*AIM*: Pick out each line in the rows below that contains the string "truck" and copy those lines. Only matches with the same capitalization count.
======== DATASET EXTRACT ========
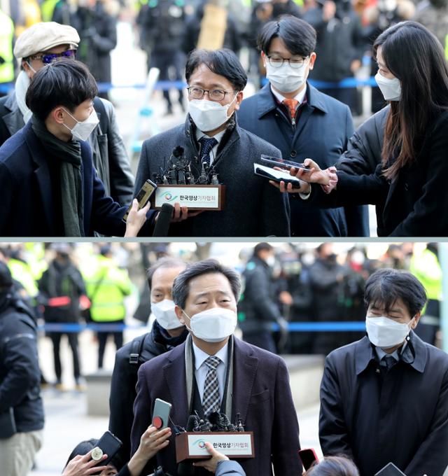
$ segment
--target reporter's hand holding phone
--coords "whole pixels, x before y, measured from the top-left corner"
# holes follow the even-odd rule
[[[170,428],[160,431],[150,425],[140,438],[140,444],[127,464],[131,476],[139,476],[148,461],[153,458],[158,451],[168,446],[168,438],[171,436]]]
[[[126,220],[126,232],[125,238],[136,237],[141,227],[146,221],[146,214],[149,211],[150,202],[139,210],[139,202],[136,198],[132,200],[132,206],[130,210]]]
[[[106,469],[107,466],[101,465],[101,461],[107,459],[107,454],[103,454],[101,460],[98,461],[92,459],[92,451],[83,455],[77,454],[70,460],[64,468],[62,476],[89,476],[99,474]]]
[[[193,466],[205,468],[205,469],[207,470],[207,471],[210,471],[210,472],[216,472],[218,463],[219,463],[219,461],[222,461],[229,458],[225,454],[223,454],[222,453],[219,453],[218,451],[217,451],[213,447],[213,444],[211,444],[211,443],[209,443],[208,442],[206,442],[205,448],[207,450],[207,451],[209,451],[209,453],[210,453],[210,454],[211,455],[211,458],[210,459],[204,460],[203,461],[197,461],[196,463],[193,463]]]
[[[187,218],[192,216],[197,216],[202,213],[202,210],[195,210],[194,211],[188,211],[188,206],[181,206],[181,205],[176,202],[174,204],[174,210],[173,211],[173,218],[172,222],[183,221]],[[156,218],[157,220],[157,218]]]

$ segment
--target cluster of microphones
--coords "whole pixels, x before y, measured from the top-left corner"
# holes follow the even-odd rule
[[[199,160],[197,160],[199,164]],[[168,165],[160,167],[159,173],[153,175],[158,185],[219,185],[218,174],[213,166],[206,162],[201,162],[201,169],[197,178],[192,172],[192,161],[185,155],[185,149],[178,146],[173,149]],[[199,172],[199,169],[197,169]]]
[[[213,412],[208,418],[201,418],[197,413],[190,415],[185,430],[188,432],[225,432],[225,431],[244,431],[244,426],[241,420],[239,413],[237,414],[237,422],[235,424],[230,423],[227,416],[225,413]],[[177,434],[183,433],[183,430],[178,430]],[[177,466],[178,476],[192,476],[195,474],[195,467],[189,461],[184,461]]]

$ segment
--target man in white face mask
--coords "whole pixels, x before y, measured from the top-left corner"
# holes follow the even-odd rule
[[[109,430],[122,442],[120,453],[125,458],[129,457],[131,451],[132,406],[139,368],[182,344],[188,334],[177,318],[172,295],[173,282],[186,266],[180,259],[162,258],[148,270],[151,313],[155,321],[150,332],[136,337],[115,354],[109,398]]]
[[[367,336],[327,357],[321,386],[324,455],[344,454],[364,476],[389,462],[406,475],[448,466],[448,356],[413,332],[426,302],[411,273],[367,281]],[[440,449],[440,451],[439,451]]]
[[[14,55],[21,71],[14,90],[0,99],[0,146],[31,119],[32,112],[27,106],[25,96],[34,74],[54,61],[74,59],[79,42],[78,31],[73,27],[56,22],[36,23],[19,36]],[[88,141],[94,165],[106,193],[115,202],[129,204],[132,200],[134,176],[113,106],[97,97],[92,103],[99,123],[92,134],[78,137]]]
[[[35,74],[25,99],[33,115],[0,147],[0,236],[122,236],[132,228],[132,220],[127,227],[122,221],[127,207],[107,196],[85,142],[98,124],[97,92],[75,60]],[[149,206],[136,206],[134,201],[132,218],[139,230]]]
[[[253,173],[261,154],[279,155],[275,147],[241,129],[235,111],[243,99],[247,76],[230,50],[195,50],[186,67],[188,115],[184,125],[145,141],[136,192],[147,178],[167,167],[178,146],[190,162],[192,183],[206,176],[225,186],[220,211],[188,212],[174,203],[171,236],[235,237],[289,234],[287,197]],[[253,200],[254,197],[256,200]],[[275,219],[274,218],[275,217]]]
[[[272,465],[276,474],[301,474],[298,424],[285,363],[233,336],[240,290],[238,274],[215,260],[191,265],[176,278],[176,313],[190,337],[140,368],[132,452],[158,398],[172,404],[171,419],[183,427],[195,412],[202,417],[224,413],[232,423],[239,413],[254,437],[255,458],[241,463],[247,476],[271,475]],[[178,474],[173,438],[156,458],[146,469],[160,465]],[[202,468],[206,465],[196,463],[194,474],[209,474]]]
[[[258,43],[269,83],[241,103],[241,126],[280,149],[284,159],[316,158],[322,168],[332,165],[346,149],[353,123],[347,106],[307,81],[318,61],[314,29],[282,17],[264,25]],[[290,206],[291,236],[368,235],[367,209],[321,209],[298,195],[290,196]]]

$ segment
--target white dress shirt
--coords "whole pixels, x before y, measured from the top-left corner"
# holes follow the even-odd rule
[[[227,370],[227,362],[228,360],[227,347],[229,343],[227,342],[218,352],[216,352],[215,356],[220,359],[220,363],[216,368],[216,374],[218,375],[218,384],[219,386],[219,400],[222,402],[223,396],[224,395],[224,386],[225,386],[225,373]],[[197,385],[197,390],[201,397],[201,403],[204,398],[204,384],[205,384],[205,379],[207,376],[209,367],[205,363],[205,360],[209,356],[204,351],[201,350],[193,342],[193,352],[195,353],[195,377],[196,377],[196,384]]]
[[[219,146],[219,143],[221,141],[221,139],[223,139],[223,136],[225,134],[225,131],[227,130],[225,129],[223,131],[221,131],[220,132],[218,132],[216,135],[214,136],[213,138],[216,139],[218,141],[218,144],[210,150],[210,165],[213,164],[213,161],[215,160],[215,157],[216,157],[216,153],[218,152],[218,146]],[[196,140],[199,142],[199,139],[201,139],[202,137],[206,137],[207,139],[211,139],[210,136],[207,136],[205,132],[202,132],[202,131],[200,131],[199,129],[196,129]]]
[[[275,96],[275,97],[277,99],[277,101],[279,101],[279,102],[283,102],[286,99],[284,96],[281,94],[281,93],[274,90],[272,85],[271,91],[272,92],[272,94]],[[305,85],[305,87],[302,90],[302,91],[300,91],[298,94],[296,94],[295,97],[293,98],[294,99],[297,99],[299,102],[295,107],[296,111],[299,106],[303,102],[303,100],[305,99],[306,94],[307,94],[307,85]]]

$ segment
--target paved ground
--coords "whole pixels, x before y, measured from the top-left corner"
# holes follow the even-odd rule
[[[83,440],[99,438],[108,426],[107,418],[87,416],[85,394],[48,390],[43,393],[43,398],[46,416],[45,441],[31,476],[60,475],[76,444]],[[318,449],[318,406],[298,414],[303,448]]]

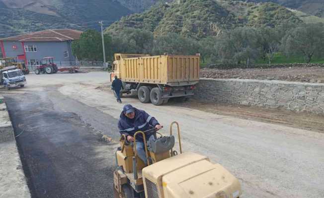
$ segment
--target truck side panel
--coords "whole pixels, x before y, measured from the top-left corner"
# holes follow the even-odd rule
[[[166,82],[166,69],[163,65],[163,59],[165,59],[165,57],[162,56],[141,58],[141,81],[148,83],[165,84]]]
[[[199,56],[168,56],[167,65],[168,82],[199,80]]]
[[[123,81],[140,82],[141,60],[138,58],[123,59],[121,61],[120,72]]]
[[[193,85],[198,83],[199,56],[163,55],[121,58],[120,76],[125,82]]]

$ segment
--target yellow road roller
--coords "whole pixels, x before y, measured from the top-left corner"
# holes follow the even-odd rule
[[[176,125],[179,150],[173,150],[172,126]],[[145,134],[156,139],[147,143]],[[205,156],[182,152],[179,124],[173,122],[170,135],[155,129],[139,131],[144,138],[147,165],[138,156],[136,142],[124,135],[116,152],[117,168],[114,172],[115,197],[119,198],[238,198],[242,194],[239,180],[220,164]]]

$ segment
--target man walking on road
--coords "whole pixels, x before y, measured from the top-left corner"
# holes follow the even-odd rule
[[[115,76],[115,80],[112,81],[111,84],[111,88],[115,92],[116,94],[116,98],[117,98],[117,101],[121,103],[121,99],[120,99],[120,90],[124,89],[123,87],[123,83],[121,80],[118,79],[117,76]]]
[[[130,104],[124,106],[118,121],[118,128],[120,135],[125,135],[128,142],[134,142],[133,136],[136,132],[145,131],[153,127],[159,130],[163,126],[159,123],[154,117],[145,111],[134,108]],[[153,134],[146,134],[145,137],[147,141],[154,139]],[[144,141],[141,134],[136,136],[136,150],[139,157],[147,165]]]

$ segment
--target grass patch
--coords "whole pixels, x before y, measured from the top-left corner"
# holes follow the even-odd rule
[[[256,61],[256,64],[268,64],[267,59],[260,59]],[[306,63],[306,61],[303,57],[287,57],[280,53],[277,53],[271,61],[272,64],[289,64],[289,63]],[[311,63],[324,63],[324,57],[314,58],[312,59]]]

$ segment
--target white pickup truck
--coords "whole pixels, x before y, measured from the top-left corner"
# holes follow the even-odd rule
[[[11,66],[0,69],[0,85],[7,90],[16,87],[24,87],[27,84],[22,71]]]

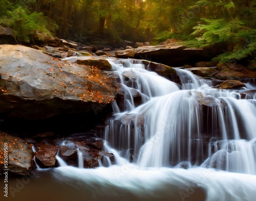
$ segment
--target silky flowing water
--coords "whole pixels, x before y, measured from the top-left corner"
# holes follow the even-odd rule
[[[37,170],[42,175],[14,198],[31,192],[49,200],[255,200],[255,95],[242,99],[245,87],[218,89],[179,68],[178,84],[140,61],[110,62],[124,98],[113,102],[99,137],[114,157],[93,169],[81,168],[79,151],[77,167],[58,157],[60,167]]]

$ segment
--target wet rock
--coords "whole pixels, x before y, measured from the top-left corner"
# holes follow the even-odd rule
[[[126,46],[126,48],[125,48],[125,49],[132,49],[133,48],[132,46]]]
[[[122,73],[122,76],[124,77],[125,81],[128,81],[130,79],[135,81],[137,79],[137,75],[132,71],[124,71]]]
[[[105,52],[103,52],[102,50],[98,50],[96,51],[95,54],[98,56],[102,56],[107,55],[107,54]]]
[[[14,38],[14,33],[12,29],[9,27],[3,27],[0,26],[0,44],[16,42]]]
[[[60,51],[68,52],[70,49],[69,48],[59,48],[58,50]]]
[[[195,63],[209,59],[211,54],[200,48],[187,48],[176,43],[157,46],[143,46],[115,52],[118,58],[137,58],[151,60],[170,66],[181,66],[184,63]]]
[[[136,106],[139,106],[141,103],[142,98],[141,94],[136,90],[134,88],[131,90],[131,95],[133,96],[134,104]],[[121,107],[123,105],[124,101],[124,91],[121,88],[118,88],[117,90],[117,95],[116,98],[117,104]]]
[[[218,71],[213,68],[198,67],[189,69],[193,74],[201,77],[214,77]]]
[[[255,78],[256,71],[237,63],[227,63],[217,65],[219,72],[215,77],[222,80],[240,80],[242,78]]]
[[[195,64],[196,67],[213,67],[218,64],[217,61],[200,61]]]
[[[73,41],[69,42],[63,39],[61,39],[60,40],[62,41],[63,45],[68,46],[70,48],[73,48],[76,50],[77,49],[77,46],[78,46],[77,44],[73,42]]]
[[[241,98],[243,99],[256,99],[256,90],[248,90],[240,93]]]
[[[44,142],[35,144],[35,157],[46,167],[53,167],[56,162],[56,155],[59,147]]]
[[[47,44],[55,47],[64,47],[62,40],[56,37],[42,33],[39,31],[36,30],[32,33],[31,38],[38,45]]]
[[[256,71],[256,62],[250,62],[248,64],[248,68],[252,71]]]
[[[133,122],[136,116],[137,116],[136,114],[126,114],[126,116],[123,117],[121,119],[121,122],[123,124],[125,124],[125,125],[130,125],[132,123],[133,124],[134,123]]]
[[[198,103],[207,106],[213,106],[218,105],[218,102],[215,98],[212,97],[205,96],[201,92],[195,91],[193,93],[193,96],[195,97]]]
[[[67,146],[61,146],[59,149],[60,155],[64,160],[74,160],[77,159],[77,150],[71,149]]]
[[[143,60],[143,63],[146,61]],[[175,70],[172,67],[162,63],[158,63],[155,62],[148,62],[147,65],[148,70],[154,71],[158,74],[168,77],[170,75],[177,75]]]
[[[73,56],[76,56],[77,55],[78,55],[78,53],[76,52],[75,52],[73,50],[69,50],[67,52],[67,56],[68,57],[72,57]]]
[[[33,165],[32,144],[21,138],[0,131],[0,172],[4,169],[21,175],[28,175]],[[5,144],[6,143],[6,144]],[[8,166],[5,167],[5,148],[8,150]]]
[[[238,80],[228,80],[220,84],[222,88],[233,88],[245,87],[245,85]]]
[[[143,43],[142,43],[142,42],[137,42],[135,43],[135,46],[134,47],[134,48],[137,48],[139,47],[142,47],[143,46]]]
[[[67,148],[64,147],[64,153],[67,151],[67,154],[72,153],[74,150],[79,150],[82,153],[82,158],[84,168],[94,168],[98,166],[98,160],[104,156],[112,157],[113,155],[111,153],[107,153],[103,151],[103,141],[95,140],[95,139],[82,139],[79,140],[70,140],[65,142]],[[72,154],[74,154],[74,152]],[[70,156],[72,155],[70,155]],[[61,158],[63,158],[61,155]],[[77,158],[77,160],[80,160]],[[78,161],[77,161],[78,163]]]
[[[115,80],[96,68],[54,59],[19,45],[0,45],[0,54],[3,117],[38,120],[88,112],[92,104],[110,103],[116,95]]]
[[[97,67],[102,71],[109,71],[111,69],[111,64],[106,59],[78,59],[76,62],[79,64],[87,65]]]

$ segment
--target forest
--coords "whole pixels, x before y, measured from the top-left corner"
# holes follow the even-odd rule
[[[169,38],[188,47],[217,47],[220,62],[255,61],[256,1],[0,0],[0,25],[19,43],[34,30],[88,44],[123,40],[156,44]]]

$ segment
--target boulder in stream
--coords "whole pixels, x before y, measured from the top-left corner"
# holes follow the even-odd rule
[[[38,120],[88,112],[92,105],[110,103],[116,96],[116,80],[96,67],[20,45],[0,45],[0,55],[2,118]]]

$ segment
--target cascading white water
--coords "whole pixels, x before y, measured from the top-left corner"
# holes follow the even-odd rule
[[[124,91],[104,130],[104,151],[114,159],[104,157],[94,169],[53,168],[51,176],[78,189],[77,199],[254,200],[255,94],[241,99],[244,87],[215,88],[210,80],[180,69],[181,86],[141,62],[111,62]]]

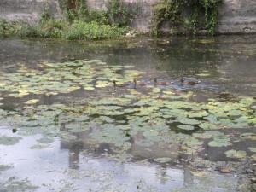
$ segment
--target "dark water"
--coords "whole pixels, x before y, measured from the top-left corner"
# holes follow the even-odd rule
[[[203,102],[209,96],[230,100],[236,96],[256,96],[256,36],[142,38],[111,42],[0,39],[0,65],[4,72],[16,70],[18,63],[37,68],[37,64],[43,61],[84,58],[101,60],[108,65],[134,65],[137,70],[147,73],[143,81],[156,78],[160,82],[173,82],[168,85],[172,89],[197,92],[195,101]],[[193,87],[181,85],[181,77],[200,80],[201,84]],[[5,98],[3,108],[15,109],[19,102],[34,98],[40,98],[41,104],[52,104],[83,96],[84,91],[77,90],[67,97],[61,95]],[[243,131],[229,131],[239,135]],[[0,133],[18,136],[6,127],[2,127]],[[43,149],[30,148],[41,137],[39,134],[22,137],[16,145],[0,145],[0,165],[11,165],[5,171],[0,170],[0,191],[231,192],[240,191],[238,188],[247,189],[243,188],[247,183],[245,177],[237,177],[236,172],[219,174],[217,166],[209,170],[195,170],[182,163],[185,157],[172,154],[177,150],[175,145],[166,146],[165,150],[160,149],[163,146],[154,146],[151,151],[146,151],[134,144],[129,154],[109,158],[109,154],[114,154],[111,146],[91,146],[86,143],[87,136],[86,132],[78,133],[78,141],[73,142],[55,137]],[[239,149],[244,149],[252,143],[236,144]],[[226,158],[221,156],[223,151],[209,148],[207,159],[222,160],[218,166],[226,166]],[[125,155],[133,158],[126,160],[129,156]],[[166,165],[150,160],[161,156],[170,157],[175,163]],[[200,162],[199,166],[202,164]]]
========
*ANSWER TO THIS PROBLEM*:
--target truck side panel
--target white pickup truck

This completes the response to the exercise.